- [What you should do]: Collect and copy out every line of the material below that contains the string "diploma". Case counts, so a line matches only if it has those letters in that capitalization.

- [Given data]:
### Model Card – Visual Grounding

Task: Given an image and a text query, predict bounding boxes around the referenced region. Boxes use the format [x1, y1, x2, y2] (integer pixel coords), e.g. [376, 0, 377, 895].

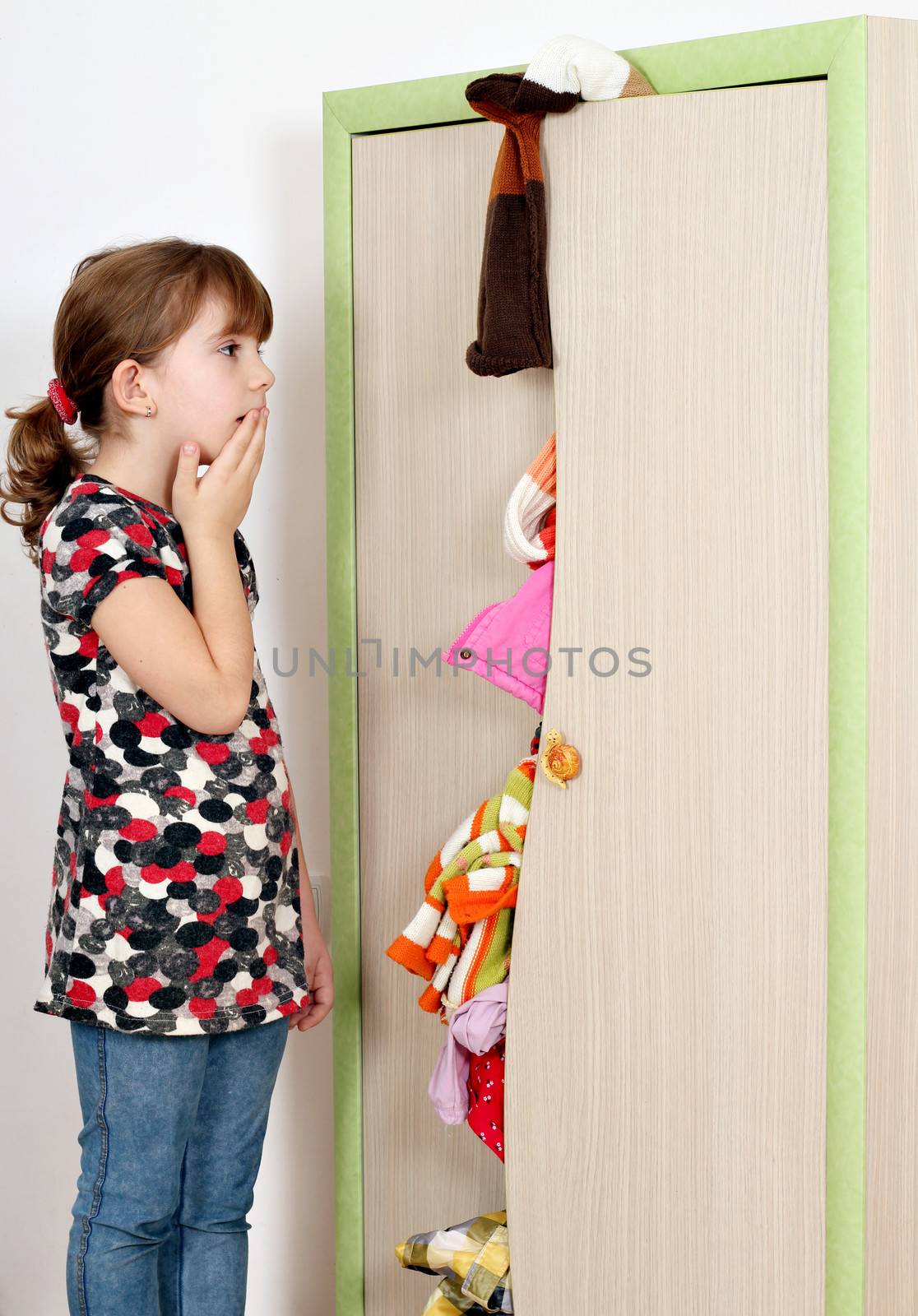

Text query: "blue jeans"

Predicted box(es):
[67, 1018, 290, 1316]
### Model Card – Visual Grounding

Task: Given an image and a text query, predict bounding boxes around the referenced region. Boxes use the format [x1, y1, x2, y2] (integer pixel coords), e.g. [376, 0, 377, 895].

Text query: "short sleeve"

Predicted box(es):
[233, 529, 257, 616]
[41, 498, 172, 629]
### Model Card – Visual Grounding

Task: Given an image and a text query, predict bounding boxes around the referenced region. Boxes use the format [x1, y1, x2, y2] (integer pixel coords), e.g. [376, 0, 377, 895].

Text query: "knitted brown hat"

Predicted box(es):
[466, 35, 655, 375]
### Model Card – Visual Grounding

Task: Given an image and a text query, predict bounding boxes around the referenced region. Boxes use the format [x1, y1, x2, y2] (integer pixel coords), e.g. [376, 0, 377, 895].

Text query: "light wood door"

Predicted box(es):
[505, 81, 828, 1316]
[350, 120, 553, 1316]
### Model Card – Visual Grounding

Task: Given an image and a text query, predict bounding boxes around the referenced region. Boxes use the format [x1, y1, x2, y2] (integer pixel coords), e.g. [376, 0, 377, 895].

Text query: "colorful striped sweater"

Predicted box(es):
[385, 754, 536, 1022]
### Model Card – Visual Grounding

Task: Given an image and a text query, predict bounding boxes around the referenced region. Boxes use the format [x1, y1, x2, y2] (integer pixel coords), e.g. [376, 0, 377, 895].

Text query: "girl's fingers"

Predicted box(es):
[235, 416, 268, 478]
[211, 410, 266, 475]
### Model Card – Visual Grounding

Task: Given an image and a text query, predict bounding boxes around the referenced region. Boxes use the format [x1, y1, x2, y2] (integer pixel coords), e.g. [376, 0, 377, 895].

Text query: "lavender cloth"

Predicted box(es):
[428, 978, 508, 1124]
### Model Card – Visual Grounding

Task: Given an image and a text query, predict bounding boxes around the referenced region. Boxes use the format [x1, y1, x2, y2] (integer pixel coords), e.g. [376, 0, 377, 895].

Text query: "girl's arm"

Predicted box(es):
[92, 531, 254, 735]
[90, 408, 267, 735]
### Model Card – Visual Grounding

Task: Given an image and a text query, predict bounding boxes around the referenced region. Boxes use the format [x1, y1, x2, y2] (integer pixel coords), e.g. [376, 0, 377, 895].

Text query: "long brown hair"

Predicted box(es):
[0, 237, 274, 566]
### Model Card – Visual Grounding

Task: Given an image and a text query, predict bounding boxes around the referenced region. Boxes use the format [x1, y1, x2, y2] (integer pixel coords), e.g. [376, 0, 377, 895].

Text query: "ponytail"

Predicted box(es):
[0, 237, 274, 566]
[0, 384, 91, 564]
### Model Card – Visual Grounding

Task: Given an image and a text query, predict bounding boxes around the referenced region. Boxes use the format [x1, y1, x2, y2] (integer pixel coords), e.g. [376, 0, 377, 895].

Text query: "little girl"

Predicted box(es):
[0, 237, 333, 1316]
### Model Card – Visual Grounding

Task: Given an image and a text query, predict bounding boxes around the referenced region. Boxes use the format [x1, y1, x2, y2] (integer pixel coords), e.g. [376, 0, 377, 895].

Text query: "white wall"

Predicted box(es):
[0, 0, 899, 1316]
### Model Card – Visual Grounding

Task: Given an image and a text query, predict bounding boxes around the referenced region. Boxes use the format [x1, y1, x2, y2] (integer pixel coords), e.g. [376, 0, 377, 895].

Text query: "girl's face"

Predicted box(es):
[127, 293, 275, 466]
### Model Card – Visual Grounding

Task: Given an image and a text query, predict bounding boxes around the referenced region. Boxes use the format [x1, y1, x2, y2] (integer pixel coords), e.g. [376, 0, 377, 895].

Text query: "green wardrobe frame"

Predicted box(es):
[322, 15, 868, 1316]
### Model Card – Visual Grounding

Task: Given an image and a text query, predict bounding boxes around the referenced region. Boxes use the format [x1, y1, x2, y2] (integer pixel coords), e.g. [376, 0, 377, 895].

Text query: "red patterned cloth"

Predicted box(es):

...

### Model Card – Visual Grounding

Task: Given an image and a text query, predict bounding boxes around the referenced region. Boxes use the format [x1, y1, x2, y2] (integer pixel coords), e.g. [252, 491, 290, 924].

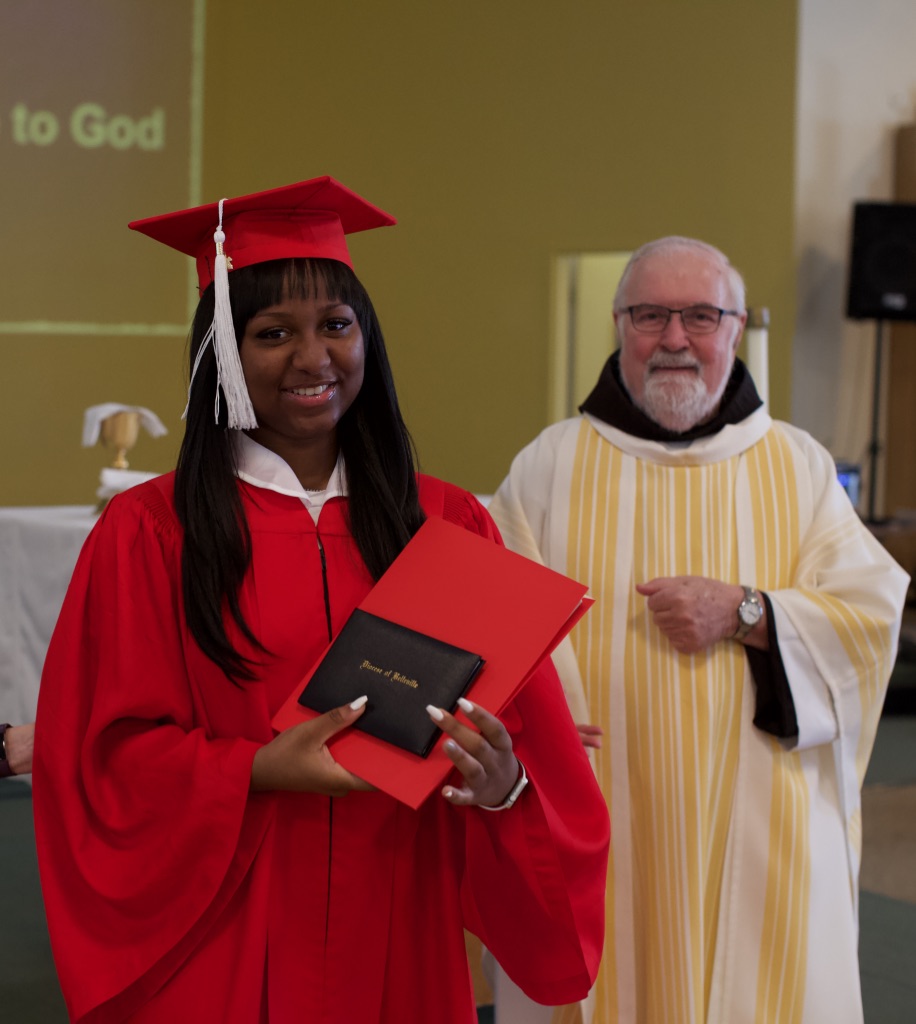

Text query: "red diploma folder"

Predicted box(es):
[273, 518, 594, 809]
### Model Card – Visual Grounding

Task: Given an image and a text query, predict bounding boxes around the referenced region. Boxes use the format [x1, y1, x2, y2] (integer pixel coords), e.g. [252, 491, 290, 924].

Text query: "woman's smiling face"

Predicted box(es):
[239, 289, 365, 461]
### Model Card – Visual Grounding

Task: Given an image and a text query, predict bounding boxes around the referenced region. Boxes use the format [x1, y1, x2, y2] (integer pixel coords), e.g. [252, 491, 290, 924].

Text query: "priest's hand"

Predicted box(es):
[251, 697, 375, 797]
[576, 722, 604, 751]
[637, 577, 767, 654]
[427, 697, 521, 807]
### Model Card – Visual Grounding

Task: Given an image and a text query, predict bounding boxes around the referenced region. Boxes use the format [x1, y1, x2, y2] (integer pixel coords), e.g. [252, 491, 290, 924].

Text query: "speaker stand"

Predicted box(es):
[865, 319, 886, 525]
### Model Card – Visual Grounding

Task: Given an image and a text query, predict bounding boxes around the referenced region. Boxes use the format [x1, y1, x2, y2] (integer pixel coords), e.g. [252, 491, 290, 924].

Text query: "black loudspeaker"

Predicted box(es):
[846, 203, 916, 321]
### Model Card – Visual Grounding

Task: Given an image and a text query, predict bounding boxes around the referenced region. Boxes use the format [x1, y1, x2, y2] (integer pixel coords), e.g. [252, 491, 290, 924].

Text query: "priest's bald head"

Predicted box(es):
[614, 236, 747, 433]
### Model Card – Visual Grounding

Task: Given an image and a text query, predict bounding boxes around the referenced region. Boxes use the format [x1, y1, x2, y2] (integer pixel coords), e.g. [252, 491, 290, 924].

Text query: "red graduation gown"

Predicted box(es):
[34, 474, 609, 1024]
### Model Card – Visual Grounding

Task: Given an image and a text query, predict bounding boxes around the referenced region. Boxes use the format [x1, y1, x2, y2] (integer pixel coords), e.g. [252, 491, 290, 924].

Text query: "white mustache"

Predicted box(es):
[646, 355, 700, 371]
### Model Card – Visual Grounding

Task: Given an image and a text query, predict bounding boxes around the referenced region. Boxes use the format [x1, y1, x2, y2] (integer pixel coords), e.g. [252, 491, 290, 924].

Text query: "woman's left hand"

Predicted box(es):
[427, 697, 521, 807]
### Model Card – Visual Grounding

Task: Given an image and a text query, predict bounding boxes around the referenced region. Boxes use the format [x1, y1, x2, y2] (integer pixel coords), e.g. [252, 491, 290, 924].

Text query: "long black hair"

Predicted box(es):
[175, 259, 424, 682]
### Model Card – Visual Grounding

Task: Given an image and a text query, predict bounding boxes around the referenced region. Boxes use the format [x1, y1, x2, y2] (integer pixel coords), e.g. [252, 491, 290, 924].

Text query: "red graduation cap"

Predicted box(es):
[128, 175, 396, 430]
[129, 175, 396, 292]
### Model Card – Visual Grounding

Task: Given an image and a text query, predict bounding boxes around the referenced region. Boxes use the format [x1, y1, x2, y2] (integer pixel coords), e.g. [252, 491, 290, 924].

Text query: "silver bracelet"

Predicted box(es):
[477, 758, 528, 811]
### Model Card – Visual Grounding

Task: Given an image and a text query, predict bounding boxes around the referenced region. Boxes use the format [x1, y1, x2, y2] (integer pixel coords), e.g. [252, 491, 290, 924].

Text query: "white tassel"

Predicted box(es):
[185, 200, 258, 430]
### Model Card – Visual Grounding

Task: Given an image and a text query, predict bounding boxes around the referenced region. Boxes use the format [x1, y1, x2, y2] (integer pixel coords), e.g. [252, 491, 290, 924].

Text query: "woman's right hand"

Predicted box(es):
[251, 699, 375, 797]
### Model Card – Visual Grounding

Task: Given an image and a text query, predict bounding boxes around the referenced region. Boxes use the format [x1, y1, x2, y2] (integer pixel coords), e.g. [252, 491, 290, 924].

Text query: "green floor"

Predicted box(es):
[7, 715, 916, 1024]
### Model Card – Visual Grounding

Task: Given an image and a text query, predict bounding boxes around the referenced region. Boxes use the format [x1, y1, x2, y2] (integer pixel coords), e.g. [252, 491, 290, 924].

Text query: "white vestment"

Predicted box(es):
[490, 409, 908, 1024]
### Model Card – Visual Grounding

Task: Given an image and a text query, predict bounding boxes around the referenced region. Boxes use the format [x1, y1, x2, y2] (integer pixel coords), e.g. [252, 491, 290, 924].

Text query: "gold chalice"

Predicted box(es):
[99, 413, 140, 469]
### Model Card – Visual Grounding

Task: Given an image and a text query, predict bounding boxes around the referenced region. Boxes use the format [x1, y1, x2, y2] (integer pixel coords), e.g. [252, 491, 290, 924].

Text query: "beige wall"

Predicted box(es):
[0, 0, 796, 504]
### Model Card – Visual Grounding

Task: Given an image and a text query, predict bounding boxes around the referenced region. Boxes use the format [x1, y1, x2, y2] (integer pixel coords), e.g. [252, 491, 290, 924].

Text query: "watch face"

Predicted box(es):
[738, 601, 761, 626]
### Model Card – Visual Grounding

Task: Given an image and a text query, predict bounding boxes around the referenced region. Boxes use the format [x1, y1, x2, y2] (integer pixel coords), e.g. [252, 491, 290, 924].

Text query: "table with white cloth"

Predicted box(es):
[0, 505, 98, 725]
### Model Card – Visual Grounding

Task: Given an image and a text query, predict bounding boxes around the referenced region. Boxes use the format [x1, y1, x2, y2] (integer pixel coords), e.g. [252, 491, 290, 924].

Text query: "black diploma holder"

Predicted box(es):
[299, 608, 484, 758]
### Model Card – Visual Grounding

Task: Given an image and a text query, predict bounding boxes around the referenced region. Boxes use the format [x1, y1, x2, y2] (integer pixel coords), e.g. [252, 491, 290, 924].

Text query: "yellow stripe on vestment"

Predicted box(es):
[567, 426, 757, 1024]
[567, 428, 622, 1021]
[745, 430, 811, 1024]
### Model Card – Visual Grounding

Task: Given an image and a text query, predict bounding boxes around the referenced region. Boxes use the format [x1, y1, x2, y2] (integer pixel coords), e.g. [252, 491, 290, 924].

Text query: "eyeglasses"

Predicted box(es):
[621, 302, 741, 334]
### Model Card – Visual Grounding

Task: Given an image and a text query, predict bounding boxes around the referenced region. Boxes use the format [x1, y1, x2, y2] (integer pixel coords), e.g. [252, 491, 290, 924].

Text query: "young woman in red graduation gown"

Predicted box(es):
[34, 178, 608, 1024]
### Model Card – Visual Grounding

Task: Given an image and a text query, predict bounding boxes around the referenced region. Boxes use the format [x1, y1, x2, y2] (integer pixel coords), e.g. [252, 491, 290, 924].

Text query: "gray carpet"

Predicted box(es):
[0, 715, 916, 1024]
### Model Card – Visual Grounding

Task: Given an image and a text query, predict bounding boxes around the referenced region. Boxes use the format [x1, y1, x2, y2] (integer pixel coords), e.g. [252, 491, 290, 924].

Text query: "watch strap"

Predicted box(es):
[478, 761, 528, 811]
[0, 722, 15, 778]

...

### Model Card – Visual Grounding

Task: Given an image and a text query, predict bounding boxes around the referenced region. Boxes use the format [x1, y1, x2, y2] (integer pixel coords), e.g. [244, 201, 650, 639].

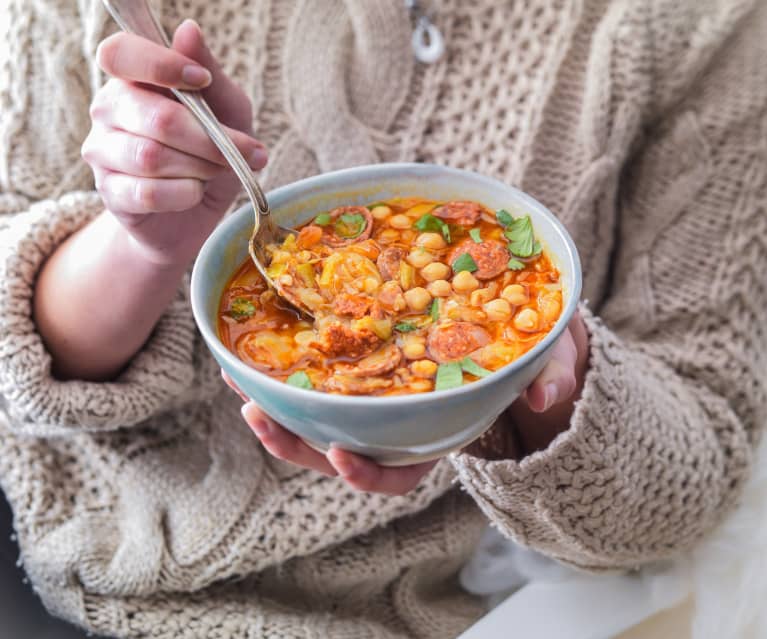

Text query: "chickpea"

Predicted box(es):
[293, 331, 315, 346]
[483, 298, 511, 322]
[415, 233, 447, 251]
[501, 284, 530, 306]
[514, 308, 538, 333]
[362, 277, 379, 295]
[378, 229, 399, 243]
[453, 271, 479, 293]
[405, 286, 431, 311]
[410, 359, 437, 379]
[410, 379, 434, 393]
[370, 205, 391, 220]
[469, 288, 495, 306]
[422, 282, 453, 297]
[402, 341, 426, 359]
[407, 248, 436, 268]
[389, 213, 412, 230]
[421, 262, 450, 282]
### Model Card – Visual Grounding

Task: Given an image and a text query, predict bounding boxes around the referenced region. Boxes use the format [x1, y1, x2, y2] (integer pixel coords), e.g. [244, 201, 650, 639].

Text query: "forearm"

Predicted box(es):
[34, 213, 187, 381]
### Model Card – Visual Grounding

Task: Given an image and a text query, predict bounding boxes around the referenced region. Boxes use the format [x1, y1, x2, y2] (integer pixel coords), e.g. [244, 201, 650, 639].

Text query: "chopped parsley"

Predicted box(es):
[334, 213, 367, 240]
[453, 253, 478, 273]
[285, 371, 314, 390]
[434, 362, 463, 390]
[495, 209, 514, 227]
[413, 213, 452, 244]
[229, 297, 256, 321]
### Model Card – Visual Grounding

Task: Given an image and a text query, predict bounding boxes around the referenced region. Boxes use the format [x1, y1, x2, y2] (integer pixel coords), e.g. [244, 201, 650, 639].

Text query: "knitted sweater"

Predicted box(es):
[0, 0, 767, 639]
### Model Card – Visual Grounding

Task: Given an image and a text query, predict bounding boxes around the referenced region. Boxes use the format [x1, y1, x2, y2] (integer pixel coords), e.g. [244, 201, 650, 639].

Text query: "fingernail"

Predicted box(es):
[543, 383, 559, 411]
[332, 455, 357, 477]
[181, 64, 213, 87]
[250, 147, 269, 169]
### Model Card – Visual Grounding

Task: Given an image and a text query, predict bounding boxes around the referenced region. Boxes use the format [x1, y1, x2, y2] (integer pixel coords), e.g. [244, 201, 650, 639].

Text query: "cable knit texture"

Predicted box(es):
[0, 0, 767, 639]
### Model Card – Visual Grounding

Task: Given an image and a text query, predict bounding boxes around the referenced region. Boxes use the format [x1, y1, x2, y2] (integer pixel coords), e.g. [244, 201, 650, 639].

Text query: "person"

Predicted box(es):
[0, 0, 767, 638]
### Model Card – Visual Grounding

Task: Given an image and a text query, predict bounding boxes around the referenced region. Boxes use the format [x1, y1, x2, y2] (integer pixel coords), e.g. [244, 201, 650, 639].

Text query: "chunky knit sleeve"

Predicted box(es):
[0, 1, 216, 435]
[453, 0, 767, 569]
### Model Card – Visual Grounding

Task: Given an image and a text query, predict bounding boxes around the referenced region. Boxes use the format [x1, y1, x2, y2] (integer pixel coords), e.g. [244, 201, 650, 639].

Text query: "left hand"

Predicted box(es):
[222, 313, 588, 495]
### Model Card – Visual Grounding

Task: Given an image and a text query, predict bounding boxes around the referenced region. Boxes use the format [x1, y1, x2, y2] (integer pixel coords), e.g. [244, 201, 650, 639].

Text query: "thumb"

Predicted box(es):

- [Worked answer]:
Text query: "red diploma folder"
Text query: "black diploma holder"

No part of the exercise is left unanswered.